*Instruction*: Copy the stretch of items below from the line that contains "Quality check round. The original labels for brick house" through the end of the items, switching "flagged" to "rejected" and changing nothing else.

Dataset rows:
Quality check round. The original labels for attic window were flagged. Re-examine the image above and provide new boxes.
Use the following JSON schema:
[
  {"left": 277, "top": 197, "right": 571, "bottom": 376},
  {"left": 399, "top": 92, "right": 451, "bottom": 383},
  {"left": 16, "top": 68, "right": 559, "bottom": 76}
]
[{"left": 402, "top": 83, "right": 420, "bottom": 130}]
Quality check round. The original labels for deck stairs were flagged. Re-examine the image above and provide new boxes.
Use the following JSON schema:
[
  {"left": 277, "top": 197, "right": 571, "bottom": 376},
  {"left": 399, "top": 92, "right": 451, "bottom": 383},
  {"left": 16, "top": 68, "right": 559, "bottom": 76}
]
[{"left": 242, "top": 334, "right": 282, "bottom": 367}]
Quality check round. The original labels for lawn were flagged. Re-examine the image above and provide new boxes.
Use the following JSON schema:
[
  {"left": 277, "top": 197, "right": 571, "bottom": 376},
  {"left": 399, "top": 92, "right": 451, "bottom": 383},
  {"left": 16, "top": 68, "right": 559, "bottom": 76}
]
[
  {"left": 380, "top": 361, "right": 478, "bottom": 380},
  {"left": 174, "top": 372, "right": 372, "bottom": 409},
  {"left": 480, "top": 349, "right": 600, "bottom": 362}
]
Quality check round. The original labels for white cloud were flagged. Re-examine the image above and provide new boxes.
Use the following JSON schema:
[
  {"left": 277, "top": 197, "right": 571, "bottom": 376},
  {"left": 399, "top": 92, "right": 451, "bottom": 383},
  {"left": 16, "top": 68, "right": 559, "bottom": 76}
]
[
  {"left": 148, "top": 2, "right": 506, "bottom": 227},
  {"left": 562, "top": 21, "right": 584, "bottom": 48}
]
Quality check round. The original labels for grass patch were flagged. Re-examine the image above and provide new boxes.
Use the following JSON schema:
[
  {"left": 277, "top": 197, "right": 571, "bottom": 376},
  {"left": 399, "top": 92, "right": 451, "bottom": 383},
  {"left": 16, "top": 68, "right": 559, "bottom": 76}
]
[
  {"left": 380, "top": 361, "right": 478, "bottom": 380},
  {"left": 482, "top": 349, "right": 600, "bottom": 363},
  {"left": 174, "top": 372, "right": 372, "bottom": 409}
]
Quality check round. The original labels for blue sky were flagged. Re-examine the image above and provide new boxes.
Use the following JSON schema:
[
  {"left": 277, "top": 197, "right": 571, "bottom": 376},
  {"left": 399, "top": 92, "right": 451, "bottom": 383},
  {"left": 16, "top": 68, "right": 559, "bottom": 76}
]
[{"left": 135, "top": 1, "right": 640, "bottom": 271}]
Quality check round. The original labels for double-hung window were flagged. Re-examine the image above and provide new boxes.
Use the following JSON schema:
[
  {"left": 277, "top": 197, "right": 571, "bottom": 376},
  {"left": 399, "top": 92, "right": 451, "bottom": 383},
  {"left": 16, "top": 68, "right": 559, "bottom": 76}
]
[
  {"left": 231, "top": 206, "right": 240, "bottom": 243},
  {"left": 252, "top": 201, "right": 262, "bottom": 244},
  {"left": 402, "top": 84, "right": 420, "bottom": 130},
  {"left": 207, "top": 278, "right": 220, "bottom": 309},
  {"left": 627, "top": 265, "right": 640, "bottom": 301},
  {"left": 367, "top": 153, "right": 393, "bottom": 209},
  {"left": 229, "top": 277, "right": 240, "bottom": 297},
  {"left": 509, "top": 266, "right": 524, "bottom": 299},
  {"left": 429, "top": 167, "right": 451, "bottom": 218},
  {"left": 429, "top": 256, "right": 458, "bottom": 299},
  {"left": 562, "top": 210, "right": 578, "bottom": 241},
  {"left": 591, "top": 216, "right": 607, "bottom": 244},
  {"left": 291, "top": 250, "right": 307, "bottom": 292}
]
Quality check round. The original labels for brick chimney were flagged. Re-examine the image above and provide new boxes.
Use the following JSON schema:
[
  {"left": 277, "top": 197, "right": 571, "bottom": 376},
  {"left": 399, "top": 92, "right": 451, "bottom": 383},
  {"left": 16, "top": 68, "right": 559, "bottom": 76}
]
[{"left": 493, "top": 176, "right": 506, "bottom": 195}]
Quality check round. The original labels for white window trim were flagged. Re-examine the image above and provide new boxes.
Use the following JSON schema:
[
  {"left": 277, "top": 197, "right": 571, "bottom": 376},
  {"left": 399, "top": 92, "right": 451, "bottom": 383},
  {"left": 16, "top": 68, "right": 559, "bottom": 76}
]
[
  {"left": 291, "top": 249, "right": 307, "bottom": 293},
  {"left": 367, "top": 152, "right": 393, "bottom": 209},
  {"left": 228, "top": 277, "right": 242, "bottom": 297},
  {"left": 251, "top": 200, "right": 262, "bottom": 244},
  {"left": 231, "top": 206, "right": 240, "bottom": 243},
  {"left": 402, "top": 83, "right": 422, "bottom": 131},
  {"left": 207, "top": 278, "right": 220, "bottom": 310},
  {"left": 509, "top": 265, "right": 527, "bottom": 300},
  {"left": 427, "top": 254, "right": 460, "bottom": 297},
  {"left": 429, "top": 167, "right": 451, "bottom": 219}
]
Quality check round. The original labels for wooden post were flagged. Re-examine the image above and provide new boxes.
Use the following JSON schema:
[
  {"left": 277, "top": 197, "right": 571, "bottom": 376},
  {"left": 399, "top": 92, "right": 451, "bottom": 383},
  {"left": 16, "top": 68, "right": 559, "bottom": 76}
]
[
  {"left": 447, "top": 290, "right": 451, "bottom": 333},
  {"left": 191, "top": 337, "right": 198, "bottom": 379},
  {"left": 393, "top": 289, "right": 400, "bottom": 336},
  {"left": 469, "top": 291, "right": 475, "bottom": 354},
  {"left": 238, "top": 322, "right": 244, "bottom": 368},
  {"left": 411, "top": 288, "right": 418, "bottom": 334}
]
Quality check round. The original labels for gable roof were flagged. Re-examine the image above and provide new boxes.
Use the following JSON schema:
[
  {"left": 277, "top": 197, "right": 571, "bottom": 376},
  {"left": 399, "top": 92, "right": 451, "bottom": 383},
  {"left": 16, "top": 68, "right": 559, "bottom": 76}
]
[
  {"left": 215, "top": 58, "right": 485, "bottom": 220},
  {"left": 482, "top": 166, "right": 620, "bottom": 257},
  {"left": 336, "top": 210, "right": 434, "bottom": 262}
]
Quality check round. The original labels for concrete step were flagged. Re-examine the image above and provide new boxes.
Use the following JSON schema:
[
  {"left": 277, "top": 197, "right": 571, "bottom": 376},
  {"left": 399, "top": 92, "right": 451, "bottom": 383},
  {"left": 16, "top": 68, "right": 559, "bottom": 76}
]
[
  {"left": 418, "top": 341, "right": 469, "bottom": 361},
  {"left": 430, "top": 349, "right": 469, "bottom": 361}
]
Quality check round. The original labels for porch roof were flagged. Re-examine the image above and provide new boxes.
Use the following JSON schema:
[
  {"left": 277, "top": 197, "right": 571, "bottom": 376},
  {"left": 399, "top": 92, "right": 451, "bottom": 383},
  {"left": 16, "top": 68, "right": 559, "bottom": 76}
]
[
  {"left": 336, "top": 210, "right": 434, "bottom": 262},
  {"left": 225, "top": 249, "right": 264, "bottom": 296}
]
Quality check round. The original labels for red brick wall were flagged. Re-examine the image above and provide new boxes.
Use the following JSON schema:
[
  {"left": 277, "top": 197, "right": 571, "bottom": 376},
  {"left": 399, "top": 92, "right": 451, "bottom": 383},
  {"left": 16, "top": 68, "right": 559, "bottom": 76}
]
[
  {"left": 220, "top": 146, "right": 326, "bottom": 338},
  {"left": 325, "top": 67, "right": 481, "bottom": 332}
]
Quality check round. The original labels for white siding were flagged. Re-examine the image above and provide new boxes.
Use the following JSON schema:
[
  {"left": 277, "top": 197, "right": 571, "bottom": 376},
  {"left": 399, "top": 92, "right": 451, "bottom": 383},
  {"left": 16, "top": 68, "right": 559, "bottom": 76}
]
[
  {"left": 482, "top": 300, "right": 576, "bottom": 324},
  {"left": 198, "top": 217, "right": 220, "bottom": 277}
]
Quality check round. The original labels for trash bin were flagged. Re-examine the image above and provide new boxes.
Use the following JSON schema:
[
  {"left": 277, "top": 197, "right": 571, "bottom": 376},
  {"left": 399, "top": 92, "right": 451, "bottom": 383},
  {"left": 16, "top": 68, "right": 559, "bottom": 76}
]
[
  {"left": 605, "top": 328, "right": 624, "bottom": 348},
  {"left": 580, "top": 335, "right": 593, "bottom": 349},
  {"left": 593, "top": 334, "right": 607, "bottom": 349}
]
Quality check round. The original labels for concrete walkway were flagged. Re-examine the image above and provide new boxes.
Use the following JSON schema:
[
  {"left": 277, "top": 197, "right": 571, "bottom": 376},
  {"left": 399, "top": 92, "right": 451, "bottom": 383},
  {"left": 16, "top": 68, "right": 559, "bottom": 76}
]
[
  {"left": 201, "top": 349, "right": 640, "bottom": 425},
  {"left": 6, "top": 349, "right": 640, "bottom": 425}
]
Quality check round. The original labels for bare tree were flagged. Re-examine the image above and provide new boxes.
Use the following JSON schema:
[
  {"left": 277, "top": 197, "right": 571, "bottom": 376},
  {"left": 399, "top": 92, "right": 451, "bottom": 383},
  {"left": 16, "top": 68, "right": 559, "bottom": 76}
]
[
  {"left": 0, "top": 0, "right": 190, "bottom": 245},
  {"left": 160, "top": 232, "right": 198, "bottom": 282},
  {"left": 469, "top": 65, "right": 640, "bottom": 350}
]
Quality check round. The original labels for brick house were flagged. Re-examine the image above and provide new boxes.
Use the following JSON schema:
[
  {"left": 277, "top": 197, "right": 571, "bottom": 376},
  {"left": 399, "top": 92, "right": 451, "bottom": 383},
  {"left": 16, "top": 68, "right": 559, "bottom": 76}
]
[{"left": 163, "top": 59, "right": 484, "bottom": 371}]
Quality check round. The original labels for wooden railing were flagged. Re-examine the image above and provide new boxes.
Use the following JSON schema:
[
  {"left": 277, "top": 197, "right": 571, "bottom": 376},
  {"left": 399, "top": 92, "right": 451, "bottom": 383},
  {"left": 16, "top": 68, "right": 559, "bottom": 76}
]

*Expected answer*:
Quality check round. The original labels for brick house were rejected. Re-examine the image above and provide new boxes.
Use the following JSON schema:
[
  {"left": 277, "top": 197, "right": 571, "bottom": 376},
  {"left": 399, "top": 92, "right": 451, "bottom": 383},
  {"left": 16, "top": 68, "right": 559, "bottom": 76}
]
[{"left": 163, "top": 59, "right": 484, "bottom": 371}]
Quality check round. The original labels for wooden railing were rejected. Re-examine the image above and provide new boxes.
Use the following JSON schema:
[
  {"left": 277, "top": 197, "right": 571, "bottom": 376},
  {"left": 399, "top": 92, "right": 451, "bottom": 383},
  {"left": 16, "top": 68, "right": 559, "bottom": 76}
]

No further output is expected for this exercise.